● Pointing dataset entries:
-*-

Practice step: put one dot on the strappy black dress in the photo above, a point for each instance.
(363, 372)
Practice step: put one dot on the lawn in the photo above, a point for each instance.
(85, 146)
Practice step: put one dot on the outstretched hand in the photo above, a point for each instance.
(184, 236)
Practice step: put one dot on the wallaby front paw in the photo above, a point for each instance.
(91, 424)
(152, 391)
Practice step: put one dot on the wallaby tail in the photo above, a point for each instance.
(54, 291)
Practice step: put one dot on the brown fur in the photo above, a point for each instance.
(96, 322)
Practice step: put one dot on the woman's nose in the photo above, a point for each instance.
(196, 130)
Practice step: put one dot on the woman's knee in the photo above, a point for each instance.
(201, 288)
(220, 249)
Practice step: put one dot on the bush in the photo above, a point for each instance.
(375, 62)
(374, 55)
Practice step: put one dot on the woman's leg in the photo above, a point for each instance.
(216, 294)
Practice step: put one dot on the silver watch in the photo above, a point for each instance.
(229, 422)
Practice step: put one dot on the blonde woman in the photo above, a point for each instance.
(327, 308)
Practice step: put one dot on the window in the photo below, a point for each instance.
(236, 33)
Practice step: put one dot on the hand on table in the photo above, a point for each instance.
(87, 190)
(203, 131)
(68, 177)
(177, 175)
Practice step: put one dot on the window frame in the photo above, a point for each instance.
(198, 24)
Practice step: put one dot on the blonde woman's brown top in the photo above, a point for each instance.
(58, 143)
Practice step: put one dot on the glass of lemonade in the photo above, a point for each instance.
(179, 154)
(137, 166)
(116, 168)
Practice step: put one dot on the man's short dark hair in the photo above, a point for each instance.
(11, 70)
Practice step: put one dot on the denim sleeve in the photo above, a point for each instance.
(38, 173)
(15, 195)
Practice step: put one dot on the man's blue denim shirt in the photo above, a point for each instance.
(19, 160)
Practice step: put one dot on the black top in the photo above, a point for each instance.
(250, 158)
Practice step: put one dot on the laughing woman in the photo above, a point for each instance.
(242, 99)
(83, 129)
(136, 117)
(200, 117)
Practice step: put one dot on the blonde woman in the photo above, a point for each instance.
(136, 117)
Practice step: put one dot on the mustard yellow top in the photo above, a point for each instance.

-*-

● STATED PROBLEM: Reproduce the entries starting at the line containing "Practice step: put one dot on the man's blue" and ending with the final entry, keeping each request unchanged while multiplying every point coordinate in the answers by 0.5 and rounding to the nearest whole number, with halves rounded up.

● RESPONSE:
Practice step: put one dot on the man's blue denim shirt in the photo above, a point for each instance.
(10, 80)
Practice step: put one dot on the black top in the photo above, a point for each instance.
(125, 79)
Practice step: put one dot on the laughing woman in the photo above, a point for each instance.
(121, 50)
(42, 65)
(68, 59)
(100, 59)
Practice step: put one dot on the blonde woman in the photo above, a point for each instance.
(68, 59)
Practice step: put one dot on the mustard yellow top in the photo above, a point for each instance.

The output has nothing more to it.